Update the rows below by replacing "one dot per instance" with "one point per instance" wherever it occurs, and leave all other text unchanged.

Entries supplied:
>>>

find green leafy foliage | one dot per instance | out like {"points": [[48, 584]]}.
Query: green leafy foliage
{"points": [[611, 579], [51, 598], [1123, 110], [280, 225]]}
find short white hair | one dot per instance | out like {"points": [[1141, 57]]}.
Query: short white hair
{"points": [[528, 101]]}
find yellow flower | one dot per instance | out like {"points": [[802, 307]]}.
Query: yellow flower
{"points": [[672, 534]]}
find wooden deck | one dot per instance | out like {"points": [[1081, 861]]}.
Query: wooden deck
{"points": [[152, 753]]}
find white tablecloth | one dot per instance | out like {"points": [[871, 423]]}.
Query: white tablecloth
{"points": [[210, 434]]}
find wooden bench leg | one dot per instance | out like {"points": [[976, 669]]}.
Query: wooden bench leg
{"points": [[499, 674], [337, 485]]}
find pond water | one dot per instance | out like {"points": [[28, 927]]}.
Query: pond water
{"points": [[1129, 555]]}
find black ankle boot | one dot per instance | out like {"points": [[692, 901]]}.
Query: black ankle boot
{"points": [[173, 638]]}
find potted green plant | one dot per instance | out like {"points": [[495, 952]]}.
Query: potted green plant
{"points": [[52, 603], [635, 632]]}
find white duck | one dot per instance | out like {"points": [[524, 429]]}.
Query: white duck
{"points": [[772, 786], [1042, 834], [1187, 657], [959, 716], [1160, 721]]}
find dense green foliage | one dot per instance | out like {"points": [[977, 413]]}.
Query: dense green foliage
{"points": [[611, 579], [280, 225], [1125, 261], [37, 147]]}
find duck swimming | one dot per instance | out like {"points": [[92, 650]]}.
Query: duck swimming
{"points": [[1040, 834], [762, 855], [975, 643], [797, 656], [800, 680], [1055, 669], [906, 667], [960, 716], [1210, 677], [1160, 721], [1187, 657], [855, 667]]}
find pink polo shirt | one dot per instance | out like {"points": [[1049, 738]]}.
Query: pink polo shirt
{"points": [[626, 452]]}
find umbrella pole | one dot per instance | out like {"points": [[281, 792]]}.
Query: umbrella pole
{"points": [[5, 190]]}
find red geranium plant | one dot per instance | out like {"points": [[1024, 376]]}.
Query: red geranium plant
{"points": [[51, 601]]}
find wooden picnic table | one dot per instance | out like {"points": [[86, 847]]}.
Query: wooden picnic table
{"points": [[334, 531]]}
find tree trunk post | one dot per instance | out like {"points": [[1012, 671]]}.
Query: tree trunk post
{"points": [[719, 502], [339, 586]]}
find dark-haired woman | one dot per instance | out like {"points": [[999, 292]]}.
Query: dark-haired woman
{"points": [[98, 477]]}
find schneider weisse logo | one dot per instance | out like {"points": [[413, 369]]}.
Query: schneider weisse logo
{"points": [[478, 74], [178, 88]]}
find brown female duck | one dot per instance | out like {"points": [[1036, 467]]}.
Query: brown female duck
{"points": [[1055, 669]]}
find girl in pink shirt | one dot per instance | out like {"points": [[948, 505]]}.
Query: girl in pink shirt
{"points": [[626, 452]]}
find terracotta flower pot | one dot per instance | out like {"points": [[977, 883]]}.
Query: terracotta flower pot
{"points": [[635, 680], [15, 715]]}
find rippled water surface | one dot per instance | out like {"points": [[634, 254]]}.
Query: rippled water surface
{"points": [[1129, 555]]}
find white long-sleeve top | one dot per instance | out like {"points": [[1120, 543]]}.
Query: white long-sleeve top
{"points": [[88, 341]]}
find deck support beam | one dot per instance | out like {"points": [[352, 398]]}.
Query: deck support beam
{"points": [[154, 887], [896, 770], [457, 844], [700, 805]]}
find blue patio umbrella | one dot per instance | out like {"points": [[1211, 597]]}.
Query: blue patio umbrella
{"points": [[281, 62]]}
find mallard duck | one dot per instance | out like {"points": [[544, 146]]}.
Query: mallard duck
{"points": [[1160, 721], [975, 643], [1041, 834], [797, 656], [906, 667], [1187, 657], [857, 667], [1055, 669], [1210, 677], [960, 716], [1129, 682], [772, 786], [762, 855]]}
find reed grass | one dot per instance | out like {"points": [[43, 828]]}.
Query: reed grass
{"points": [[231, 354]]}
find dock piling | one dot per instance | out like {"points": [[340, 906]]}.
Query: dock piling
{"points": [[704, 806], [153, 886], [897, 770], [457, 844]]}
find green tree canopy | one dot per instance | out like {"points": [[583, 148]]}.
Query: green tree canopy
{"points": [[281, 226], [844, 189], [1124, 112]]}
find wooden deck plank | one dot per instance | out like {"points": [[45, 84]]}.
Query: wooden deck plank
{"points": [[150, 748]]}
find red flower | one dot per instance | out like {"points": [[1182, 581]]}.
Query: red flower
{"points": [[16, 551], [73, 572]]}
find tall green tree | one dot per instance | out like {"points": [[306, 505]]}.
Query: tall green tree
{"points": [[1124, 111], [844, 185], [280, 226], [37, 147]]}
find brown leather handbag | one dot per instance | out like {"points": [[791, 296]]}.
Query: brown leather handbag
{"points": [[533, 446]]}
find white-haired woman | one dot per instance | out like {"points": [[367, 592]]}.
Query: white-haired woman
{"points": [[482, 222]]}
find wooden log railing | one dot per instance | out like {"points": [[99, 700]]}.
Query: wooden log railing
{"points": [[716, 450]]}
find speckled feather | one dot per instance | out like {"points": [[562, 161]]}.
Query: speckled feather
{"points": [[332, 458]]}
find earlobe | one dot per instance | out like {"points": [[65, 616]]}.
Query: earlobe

<<<

Worked solution:
find green leafy foliage | one point per instance | out like {"points": [[48, 584]]}.
Query: green leafy foliage
{"points": [[611, 579], [51, 598], [1123, 110], [280, 225]]}
find short white hair | one point per instance | out like {"points": [[1141, 57]]}.
Query: short white hair
{"points": [[528, 101]]}
find yellow flower | one point per instance | out like {"points": [[802, 307]]}.
Query: yellow flower
{"points": [[672, 534]]}
find wooden deck | one point per instance | out like {"points": [[1081, 861]]}.
Query: wooden deck
{"points": [[152, 753]]}
find white tablecloth | one point per instance | out like {"points": [[871, 423]]}.
Query: white tablecloth
{"points": [[210, 434]]}
find wooden bench leg | one point per instance | out like {"points": [[976, 669]]}.
Query: wooden bench leg
{"points": [[499, 674], [337, 485]]}
find pond water | one point per instance | out like {"points": [[28, 927]]}.
Query: pond water
{"points": [[1129, 555]]}
find black ankle boot | one point per instance | out like {"points": [[692, 901]]}.
Query: black ankle boot
{"points": [[173, 638]]}
find potted green plant | one point per instance | out like {"points": [[495, 952]]}.
Query: potted green plant
{"points": [[52, 603], [635, 632]]}
find white duck | one point per instance | out like {"points": [[524, 429]]}.
Query: white duck
{"points": [[772, 786], [1042, 834], [1187, 657], [959, 716], [1160, 721]]}
find dense green foliage | one point per instance | out like {"points": [[977, 413]]}.
Query: dense green foliage
{"points": [[611, 579], [280, 225], [1125, 261], [37, 147]]}
find duck swimming | one point per instance | out like {"points": [[92, 650]]}.
Query: duck swimming
{"points": [[1040, 834], [762, 855], [975, 643], [797, 656], [800, 680], [1055, 669], [906, 667], [960, 716], [1210, 677], [1160, 721], [1187, 657], [855, 667]]}
find pink polo shirt | one point per instance | out like {"points": [[1049, 738]]}.
Query: pink polo shirt
{"points": [[626, 452]]}
find umbrella pole | one point per instance | out like {"points": [[281, 792]]}.
Query: umbrella pole
{"points": [[5, 190]]}
find red geranium plant | one point per instance | out like {"points": [[1024, 376]]}.
Query: red geranium plant
{"points": [[51, 601]]}
find wooden picnic table | one point per instance | out like {"points": [[86, 847]]}.
Query: wooden picnic table
{"points": [[334, 531]]}
find tree trunk post | one point per instance | out like {"points": [[1012, 671]]}.
Query: tree trunk post
{"points": [[719, 502], [339, 586]]}
find dark-haired woman | one point per instance | out like {"points": [[999, 292]]}.
Query: dark-haired woman
{"points": [[98, 477]]}
find schneider weisse logo | one point per instance | out like {"points": [[413, 369]]}.
Query: schneider weisse logo
{"points": [[478, 74], [178, 88]]}
find brown female duck | one point per instance | out like {"points": [[1036, 467]]}.
Query: brown female duck
{"points": [[1055, 669]]}
find girl in pink shirt | one point per instance | out like {"points": [[948, 505]]}.
Query: girl in pink shirt
{"points": [[626, 452]]}
find terracotta flower pot | one point per instance | out like {"points": [[977, 883]]}.
Query: terracotta flower pot
{"points": [[635, 680], [15, 715]]}
find rippled water surface | one point per instance | out like {"points": [[634, 254]]}.
Query: rippled water surface
{"points": [[1129, 555]]}
find white long-sleeve top | one point per instance | out like {"points": [[1120, 543]]}.
Query: white long-sleeve top
{"points": [[88, 341]]}
find deck support beam | one point per instance | out like {"points": [[352, 398]]}.
Query: deck support beam
{"points": [[154, 887], [896, 770], [457, 844], [700, 805]]}
find blue patio umbrella | one point per instance | out like {"points": [[1211, 597]]}.
Query: blue patio umbrella
{"points": [[281, 62]]}
find mallard duck | one point per instance | out like {"points": [[544, 146]]}.
Query: mallard duck
{"points": [[1160, 721], [975, 643], [1041, 834], [797, 656], [906, 667], [1187, 657], [857, 667], [1055, 669], [1210, 677], [960, 716], [1129, 682], [772, 786], [762, 855]]}
find reed grass | one point per instance | out like {"points": [[43, 828]]}.
Query: reed grass
{"points": [[231, 354]]}
find dock piling | one point per instance | out like {"points": [[340, 906]]}.
Query: dock piling
{"points": [[704, 806], [153, 886], [897, 770], [457, 844]]}
find green tree canopy | one point per instance | out like {"points": [[583, 148]]}.
Query: green tree canopy
{"points": [[281, 226], [844, 189], [1124, 112]]}
find wooden deck plank | one point per instance | out like {"points": [[45, 84]]}.
Query: wooden deck plank
{"points": [[150, 748]]}
find red flower | one point per instance | out like {"points": [[1182, 581]]}.
Query: red flower
{"points": [[16, 551], [73, 572]]}
find tall green tree | one point per instance | out like {"points": [[306, 505]]}.
Query: tall green tree
{"points": [[1124, 111], [844, 185], [280, 226], [37, 147]]}
find brown leather handbag | one point per instance | out like {"points": [[791, 296]]}.
Query: brown leather handbag
{"points": [[533, 446]]}
find white-haired woman | one point per instance | out like {"points": [[367, 592]]}.
Query: white-haired woman
{"points": [[482, 222]]}
find wooden log railing | one point per instance | out like {"points": [[99, 700]]}.
Query: wooden log railing
{"points": [[716, 450]]}
find speckled feather | one point per instance | out like {"points": [[562, 161]]}.
Query: speckled feather
{"points": [[332, 458]]}
find earlobe | one point per instance | out like {"points": [[65, 616]]}.
Query: earlobe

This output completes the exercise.